▶ EXERCISE DESCRIPTION
Exactly the lines from the one containing "in black jacket" through the final line of the data are to be written out again, with nothing added.

▶ THE INPUT

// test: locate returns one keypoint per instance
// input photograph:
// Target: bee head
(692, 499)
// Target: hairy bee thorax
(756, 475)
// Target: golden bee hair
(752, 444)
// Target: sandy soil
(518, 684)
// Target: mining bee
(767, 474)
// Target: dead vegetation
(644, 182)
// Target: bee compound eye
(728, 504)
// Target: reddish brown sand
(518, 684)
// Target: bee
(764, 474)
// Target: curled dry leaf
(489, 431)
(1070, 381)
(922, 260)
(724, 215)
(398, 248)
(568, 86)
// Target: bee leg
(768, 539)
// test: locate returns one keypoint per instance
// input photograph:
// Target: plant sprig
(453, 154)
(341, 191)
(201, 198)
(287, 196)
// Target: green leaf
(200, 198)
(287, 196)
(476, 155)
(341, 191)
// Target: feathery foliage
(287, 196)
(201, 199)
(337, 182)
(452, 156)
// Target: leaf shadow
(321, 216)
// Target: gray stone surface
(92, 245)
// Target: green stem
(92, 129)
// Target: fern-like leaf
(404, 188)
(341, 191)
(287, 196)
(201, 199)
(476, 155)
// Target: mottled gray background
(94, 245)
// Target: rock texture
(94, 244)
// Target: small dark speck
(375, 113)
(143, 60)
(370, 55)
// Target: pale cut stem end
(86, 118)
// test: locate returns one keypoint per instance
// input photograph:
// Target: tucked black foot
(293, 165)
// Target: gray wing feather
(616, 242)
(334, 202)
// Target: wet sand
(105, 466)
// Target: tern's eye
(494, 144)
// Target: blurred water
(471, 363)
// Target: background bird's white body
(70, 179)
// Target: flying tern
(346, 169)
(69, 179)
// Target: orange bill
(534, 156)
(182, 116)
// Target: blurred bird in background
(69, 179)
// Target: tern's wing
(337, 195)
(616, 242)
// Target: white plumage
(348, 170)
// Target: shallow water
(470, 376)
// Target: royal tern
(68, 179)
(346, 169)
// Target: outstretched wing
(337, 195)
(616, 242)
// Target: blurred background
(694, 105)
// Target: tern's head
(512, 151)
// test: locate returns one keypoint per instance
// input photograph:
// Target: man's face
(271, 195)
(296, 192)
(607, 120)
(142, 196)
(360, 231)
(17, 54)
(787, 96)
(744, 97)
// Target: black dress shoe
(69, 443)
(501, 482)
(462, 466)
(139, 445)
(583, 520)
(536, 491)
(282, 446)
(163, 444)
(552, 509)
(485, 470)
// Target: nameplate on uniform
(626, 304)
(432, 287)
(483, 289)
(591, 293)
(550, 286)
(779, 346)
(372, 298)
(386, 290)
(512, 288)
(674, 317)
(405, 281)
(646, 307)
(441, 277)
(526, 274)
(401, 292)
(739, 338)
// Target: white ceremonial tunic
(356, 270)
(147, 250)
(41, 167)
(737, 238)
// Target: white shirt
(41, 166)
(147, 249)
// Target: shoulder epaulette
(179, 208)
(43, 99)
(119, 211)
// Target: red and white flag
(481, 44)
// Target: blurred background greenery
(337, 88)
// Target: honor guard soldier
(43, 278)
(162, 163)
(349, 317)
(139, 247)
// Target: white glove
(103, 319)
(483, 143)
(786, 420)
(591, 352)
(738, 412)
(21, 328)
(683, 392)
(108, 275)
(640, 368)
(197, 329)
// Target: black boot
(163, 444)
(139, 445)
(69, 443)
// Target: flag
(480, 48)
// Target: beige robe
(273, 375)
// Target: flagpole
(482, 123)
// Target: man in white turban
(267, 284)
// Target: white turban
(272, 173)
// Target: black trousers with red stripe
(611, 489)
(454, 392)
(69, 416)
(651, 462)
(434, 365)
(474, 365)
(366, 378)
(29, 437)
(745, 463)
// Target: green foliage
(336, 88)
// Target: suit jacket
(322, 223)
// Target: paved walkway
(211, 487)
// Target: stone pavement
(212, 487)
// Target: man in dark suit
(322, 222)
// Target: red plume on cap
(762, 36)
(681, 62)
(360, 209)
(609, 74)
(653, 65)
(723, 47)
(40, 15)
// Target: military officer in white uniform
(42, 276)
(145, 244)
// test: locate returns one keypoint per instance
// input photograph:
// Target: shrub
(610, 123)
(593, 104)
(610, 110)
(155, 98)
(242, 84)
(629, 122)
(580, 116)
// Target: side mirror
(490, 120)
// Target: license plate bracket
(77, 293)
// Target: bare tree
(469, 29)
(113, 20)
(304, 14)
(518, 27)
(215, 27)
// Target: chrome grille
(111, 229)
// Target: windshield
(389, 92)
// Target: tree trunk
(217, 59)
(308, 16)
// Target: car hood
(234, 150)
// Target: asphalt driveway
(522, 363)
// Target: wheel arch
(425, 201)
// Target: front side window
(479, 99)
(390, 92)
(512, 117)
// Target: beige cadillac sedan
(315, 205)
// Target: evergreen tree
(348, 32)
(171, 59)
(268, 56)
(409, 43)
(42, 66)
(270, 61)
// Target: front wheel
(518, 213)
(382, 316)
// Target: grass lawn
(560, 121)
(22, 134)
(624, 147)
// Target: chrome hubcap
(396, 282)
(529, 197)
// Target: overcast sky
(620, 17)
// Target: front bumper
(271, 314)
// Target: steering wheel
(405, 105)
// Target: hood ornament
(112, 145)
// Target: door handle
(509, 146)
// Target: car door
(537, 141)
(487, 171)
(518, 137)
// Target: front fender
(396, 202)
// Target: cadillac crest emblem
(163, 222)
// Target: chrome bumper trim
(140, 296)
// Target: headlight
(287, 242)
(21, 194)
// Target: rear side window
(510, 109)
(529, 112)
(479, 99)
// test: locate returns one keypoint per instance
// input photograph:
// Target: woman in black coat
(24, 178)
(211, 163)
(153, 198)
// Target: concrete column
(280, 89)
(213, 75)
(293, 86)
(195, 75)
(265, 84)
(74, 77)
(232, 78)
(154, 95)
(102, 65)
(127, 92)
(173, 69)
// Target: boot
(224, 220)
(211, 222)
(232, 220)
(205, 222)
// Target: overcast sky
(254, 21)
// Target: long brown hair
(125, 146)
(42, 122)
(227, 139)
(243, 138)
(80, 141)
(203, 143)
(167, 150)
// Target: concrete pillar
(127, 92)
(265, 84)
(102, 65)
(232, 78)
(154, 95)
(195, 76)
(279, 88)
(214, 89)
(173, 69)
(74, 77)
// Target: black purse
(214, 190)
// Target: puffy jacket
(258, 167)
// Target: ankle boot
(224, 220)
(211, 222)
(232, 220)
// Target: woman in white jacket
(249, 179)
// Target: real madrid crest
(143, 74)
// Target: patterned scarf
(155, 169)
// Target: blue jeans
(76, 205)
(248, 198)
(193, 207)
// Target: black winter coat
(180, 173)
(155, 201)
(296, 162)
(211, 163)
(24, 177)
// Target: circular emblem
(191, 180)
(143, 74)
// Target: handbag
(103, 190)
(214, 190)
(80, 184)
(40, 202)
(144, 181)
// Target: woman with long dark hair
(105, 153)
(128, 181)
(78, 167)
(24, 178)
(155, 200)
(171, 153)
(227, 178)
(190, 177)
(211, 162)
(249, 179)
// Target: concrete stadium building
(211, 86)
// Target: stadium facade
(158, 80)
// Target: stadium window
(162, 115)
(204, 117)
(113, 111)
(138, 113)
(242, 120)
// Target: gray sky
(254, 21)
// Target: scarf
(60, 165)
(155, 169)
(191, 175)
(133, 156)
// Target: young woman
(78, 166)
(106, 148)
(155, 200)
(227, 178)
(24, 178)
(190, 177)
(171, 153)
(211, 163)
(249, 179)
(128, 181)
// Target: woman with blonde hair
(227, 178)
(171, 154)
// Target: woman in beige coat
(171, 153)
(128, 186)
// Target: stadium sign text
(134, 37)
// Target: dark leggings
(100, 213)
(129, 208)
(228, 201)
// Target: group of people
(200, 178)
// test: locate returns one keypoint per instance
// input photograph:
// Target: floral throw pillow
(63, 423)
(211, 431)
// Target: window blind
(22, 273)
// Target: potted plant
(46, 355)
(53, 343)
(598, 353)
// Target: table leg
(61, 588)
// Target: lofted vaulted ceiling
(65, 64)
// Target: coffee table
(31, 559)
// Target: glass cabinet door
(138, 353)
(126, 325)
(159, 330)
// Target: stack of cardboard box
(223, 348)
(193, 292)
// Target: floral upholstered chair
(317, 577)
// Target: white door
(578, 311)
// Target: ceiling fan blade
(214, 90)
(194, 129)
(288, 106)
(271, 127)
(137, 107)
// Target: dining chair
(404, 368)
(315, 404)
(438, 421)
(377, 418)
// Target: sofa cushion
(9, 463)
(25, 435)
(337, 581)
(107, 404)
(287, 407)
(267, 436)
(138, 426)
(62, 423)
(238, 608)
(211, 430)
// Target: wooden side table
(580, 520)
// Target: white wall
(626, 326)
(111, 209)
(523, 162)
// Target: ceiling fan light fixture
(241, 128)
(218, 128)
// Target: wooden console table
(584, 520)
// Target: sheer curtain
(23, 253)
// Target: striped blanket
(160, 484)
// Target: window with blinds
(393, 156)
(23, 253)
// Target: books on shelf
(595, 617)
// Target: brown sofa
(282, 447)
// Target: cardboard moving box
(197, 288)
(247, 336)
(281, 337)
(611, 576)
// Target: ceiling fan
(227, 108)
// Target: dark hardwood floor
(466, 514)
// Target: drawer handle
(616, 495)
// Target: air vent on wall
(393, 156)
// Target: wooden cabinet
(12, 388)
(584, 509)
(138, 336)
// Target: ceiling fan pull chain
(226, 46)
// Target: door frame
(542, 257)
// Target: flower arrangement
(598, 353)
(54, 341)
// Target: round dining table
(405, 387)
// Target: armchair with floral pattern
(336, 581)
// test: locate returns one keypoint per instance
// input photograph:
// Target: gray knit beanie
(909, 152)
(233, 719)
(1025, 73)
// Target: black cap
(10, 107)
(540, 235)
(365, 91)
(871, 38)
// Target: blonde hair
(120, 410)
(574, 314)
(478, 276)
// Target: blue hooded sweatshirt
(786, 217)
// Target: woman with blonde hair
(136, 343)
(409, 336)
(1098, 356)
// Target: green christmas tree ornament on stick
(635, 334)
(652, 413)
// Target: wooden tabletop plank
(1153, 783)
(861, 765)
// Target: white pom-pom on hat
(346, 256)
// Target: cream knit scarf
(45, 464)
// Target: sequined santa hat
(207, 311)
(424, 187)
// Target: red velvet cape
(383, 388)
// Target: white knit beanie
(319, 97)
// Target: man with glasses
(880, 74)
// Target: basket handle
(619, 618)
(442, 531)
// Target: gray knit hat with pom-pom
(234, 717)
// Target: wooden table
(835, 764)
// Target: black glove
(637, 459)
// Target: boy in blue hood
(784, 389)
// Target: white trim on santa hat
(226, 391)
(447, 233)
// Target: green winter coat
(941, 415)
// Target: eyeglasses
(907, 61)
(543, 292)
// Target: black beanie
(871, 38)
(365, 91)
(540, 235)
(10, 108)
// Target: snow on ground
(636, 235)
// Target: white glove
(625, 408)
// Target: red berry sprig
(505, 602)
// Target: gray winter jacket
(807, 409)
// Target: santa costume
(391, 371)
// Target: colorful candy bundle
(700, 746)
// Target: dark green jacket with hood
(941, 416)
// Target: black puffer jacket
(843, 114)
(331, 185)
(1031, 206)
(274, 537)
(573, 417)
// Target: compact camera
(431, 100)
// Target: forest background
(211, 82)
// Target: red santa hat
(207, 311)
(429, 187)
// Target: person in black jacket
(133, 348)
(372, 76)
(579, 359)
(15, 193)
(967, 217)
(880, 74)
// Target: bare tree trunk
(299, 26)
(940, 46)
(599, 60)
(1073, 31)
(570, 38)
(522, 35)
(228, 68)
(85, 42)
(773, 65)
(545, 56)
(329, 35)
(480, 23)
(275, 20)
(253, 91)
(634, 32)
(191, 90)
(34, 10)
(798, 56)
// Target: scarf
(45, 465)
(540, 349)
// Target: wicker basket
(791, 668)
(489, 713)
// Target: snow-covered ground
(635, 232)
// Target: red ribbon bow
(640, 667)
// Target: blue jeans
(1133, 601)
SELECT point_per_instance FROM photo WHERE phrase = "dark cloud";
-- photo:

▶ THE ANSWER
// Target: person in black jacket
(133, 348)
(372, 76)
(579, 359)
(15, 193)
(967, 217)
(880, 74)
// Target: bare tree trunk
(299, 26)
(940, 46)
(599, 60)
(1073, 31)
(570, 38)
(522, 35)
(228, 68)
(85, 42)
(773, 65)
(545, 56)
(329, 35)
(480, 23)
(275, 20)
(253, 91)
(634, 32)
(191, 90)
(34, 10)
(798, 56)
// Target: scarf
(45, 465)
(540, 349)
// Target: wicker basket
(791, 668)
(489, 713)
// Target: snow-covered ground
(635, 232)
// Target: red ribbon bow
(640, 667)
// Target: blue jeans
(1133, 601)
SELECT point_per_instance FROM photo WHERE phrase = "dark cloud";
-- photo:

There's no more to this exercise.